• Problem to work on:
Within the listing that follows, how many lines contain the word "after"? Only the number is wanted.
┌────────
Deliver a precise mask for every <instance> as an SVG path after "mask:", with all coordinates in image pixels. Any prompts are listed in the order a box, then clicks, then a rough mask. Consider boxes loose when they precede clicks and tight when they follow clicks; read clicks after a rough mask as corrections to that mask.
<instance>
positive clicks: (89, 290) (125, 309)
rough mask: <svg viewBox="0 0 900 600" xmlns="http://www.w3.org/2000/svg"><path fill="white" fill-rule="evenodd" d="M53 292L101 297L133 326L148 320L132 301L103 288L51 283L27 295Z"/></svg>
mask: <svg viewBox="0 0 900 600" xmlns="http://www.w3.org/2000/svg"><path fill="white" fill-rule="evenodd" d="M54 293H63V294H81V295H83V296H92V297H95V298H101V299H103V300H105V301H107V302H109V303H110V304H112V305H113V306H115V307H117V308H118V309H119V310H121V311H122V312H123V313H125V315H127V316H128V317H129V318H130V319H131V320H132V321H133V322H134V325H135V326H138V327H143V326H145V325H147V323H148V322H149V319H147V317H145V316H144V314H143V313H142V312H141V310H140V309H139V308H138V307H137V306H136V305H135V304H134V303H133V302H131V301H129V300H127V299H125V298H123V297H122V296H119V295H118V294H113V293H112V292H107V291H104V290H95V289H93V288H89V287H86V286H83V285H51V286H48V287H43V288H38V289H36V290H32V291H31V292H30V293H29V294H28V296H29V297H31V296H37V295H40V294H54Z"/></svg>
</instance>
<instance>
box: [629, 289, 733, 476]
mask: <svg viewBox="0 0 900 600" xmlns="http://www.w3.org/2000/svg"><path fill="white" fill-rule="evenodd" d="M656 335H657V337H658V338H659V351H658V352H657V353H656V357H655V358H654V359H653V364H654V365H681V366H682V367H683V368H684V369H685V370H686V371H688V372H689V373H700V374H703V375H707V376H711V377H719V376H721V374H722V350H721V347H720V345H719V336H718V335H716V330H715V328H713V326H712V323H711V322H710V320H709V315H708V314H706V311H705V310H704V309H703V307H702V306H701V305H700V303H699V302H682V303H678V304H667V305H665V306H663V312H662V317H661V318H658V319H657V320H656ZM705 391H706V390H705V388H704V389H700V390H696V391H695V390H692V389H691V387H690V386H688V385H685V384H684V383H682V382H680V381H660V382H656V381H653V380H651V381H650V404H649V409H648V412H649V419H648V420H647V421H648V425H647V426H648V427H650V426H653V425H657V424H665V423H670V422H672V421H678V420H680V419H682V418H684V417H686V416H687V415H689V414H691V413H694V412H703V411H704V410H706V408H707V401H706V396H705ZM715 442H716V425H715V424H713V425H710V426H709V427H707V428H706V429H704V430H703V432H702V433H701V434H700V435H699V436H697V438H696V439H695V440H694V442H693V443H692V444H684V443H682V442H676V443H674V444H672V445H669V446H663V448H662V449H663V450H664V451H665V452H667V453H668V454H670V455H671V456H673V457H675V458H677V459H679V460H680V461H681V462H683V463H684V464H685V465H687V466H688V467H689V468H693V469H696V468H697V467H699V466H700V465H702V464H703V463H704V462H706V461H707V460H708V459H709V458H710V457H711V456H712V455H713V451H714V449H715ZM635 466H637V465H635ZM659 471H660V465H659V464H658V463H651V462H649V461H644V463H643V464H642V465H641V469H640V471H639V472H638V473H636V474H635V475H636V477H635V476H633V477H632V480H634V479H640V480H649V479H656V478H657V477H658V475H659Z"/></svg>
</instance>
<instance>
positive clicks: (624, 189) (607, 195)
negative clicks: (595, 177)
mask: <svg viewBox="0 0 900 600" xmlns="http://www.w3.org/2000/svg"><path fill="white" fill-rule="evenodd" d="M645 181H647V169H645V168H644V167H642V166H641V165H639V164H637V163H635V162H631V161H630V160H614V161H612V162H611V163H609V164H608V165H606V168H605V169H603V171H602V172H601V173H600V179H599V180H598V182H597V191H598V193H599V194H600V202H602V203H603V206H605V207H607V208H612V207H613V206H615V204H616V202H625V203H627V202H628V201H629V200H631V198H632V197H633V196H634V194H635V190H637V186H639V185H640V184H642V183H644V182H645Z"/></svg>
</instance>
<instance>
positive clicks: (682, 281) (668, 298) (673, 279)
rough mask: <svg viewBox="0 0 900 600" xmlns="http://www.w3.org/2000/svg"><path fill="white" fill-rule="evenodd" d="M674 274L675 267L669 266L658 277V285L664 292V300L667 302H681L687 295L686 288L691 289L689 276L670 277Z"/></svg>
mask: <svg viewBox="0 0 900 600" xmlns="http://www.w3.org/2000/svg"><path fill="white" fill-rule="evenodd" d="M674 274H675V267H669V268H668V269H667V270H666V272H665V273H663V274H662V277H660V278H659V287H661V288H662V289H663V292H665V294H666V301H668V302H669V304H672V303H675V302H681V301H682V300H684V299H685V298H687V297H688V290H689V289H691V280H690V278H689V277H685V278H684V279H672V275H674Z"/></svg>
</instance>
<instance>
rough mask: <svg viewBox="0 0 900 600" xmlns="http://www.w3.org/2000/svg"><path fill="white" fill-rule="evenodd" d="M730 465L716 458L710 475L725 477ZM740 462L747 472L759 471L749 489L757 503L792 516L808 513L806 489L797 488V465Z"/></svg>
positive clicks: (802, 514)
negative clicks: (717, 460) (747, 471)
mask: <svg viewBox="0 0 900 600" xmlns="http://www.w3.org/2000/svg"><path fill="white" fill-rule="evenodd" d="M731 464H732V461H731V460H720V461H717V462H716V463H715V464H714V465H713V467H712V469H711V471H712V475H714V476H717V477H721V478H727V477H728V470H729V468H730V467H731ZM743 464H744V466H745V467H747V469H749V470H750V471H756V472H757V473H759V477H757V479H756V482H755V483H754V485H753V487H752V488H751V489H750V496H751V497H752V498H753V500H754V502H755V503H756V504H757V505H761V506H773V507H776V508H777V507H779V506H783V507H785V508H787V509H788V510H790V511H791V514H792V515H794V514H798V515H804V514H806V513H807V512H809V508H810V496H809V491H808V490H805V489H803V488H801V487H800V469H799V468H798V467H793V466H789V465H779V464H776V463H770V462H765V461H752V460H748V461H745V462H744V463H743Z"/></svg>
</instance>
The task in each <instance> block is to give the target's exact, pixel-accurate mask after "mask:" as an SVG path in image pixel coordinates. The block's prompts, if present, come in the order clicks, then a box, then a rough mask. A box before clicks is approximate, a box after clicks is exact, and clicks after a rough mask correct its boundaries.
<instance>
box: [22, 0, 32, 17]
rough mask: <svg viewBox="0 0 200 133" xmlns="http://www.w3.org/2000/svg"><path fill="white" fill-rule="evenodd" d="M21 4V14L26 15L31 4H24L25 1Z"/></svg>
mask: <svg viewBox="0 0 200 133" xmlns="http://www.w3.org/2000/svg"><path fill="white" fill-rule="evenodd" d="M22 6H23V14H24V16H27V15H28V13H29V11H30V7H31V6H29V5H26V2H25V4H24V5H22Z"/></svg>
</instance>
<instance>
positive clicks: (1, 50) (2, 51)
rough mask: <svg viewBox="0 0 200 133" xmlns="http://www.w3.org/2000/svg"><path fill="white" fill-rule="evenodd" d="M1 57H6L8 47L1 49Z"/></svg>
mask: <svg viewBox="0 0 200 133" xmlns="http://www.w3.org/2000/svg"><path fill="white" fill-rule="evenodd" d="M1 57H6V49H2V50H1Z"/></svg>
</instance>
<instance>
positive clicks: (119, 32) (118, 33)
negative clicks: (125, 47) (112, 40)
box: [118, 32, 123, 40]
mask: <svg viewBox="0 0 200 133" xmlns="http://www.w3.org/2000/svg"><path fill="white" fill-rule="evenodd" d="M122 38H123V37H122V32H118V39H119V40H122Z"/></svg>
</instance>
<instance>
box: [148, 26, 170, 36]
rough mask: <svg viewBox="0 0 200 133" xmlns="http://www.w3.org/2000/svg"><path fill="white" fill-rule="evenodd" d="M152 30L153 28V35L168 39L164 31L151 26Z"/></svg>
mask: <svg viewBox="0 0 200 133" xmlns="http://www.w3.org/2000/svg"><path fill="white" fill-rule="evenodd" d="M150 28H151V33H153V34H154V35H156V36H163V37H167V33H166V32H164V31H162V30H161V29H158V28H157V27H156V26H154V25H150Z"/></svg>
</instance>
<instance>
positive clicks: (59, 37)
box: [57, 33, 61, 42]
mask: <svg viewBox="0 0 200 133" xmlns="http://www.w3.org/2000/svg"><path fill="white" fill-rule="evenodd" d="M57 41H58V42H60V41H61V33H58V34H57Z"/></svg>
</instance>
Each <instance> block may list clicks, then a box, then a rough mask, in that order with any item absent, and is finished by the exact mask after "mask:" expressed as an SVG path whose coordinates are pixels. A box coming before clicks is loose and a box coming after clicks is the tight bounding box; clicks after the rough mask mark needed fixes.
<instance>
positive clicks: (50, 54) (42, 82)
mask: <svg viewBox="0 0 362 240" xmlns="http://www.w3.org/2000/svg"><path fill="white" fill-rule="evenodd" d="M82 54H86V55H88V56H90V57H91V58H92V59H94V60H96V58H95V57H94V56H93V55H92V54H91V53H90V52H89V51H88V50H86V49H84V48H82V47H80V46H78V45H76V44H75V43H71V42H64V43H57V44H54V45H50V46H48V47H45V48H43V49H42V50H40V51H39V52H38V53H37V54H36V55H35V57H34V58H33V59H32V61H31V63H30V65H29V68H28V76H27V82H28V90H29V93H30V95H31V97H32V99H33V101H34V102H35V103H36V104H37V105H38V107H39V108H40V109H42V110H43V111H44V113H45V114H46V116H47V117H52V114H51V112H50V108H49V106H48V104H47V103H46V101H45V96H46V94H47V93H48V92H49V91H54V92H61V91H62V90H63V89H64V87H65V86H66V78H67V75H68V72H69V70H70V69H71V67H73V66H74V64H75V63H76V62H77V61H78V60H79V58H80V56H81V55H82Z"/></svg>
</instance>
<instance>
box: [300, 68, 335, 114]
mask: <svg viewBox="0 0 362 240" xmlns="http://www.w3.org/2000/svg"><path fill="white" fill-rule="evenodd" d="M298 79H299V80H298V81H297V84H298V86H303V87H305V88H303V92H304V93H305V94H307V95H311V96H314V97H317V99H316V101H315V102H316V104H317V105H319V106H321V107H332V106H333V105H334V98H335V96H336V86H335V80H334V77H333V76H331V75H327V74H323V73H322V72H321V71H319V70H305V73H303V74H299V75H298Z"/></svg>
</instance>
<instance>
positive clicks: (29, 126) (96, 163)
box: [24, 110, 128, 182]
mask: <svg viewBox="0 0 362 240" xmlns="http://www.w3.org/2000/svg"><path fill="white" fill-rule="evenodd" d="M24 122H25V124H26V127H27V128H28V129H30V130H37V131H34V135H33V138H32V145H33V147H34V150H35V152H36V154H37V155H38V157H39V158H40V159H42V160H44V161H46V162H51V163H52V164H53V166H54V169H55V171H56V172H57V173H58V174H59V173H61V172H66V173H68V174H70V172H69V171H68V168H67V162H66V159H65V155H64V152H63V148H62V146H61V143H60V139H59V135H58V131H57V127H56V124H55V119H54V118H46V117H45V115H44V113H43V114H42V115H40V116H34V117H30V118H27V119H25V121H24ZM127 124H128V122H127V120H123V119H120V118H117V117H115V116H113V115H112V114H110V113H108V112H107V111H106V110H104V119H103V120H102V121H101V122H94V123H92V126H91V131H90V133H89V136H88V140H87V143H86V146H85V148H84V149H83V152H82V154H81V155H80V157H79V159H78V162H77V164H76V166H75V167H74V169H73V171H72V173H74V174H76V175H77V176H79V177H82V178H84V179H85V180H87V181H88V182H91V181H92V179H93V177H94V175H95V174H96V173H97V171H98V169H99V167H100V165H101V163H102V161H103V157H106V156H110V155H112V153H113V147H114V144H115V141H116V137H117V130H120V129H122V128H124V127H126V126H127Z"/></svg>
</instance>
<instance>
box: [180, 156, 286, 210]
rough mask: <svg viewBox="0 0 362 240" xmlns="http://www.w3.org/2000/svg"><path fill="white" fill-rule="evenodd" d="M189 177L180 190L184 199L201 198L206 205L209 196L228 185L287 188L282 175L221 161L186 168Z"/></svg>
└────────
• Your solution:
3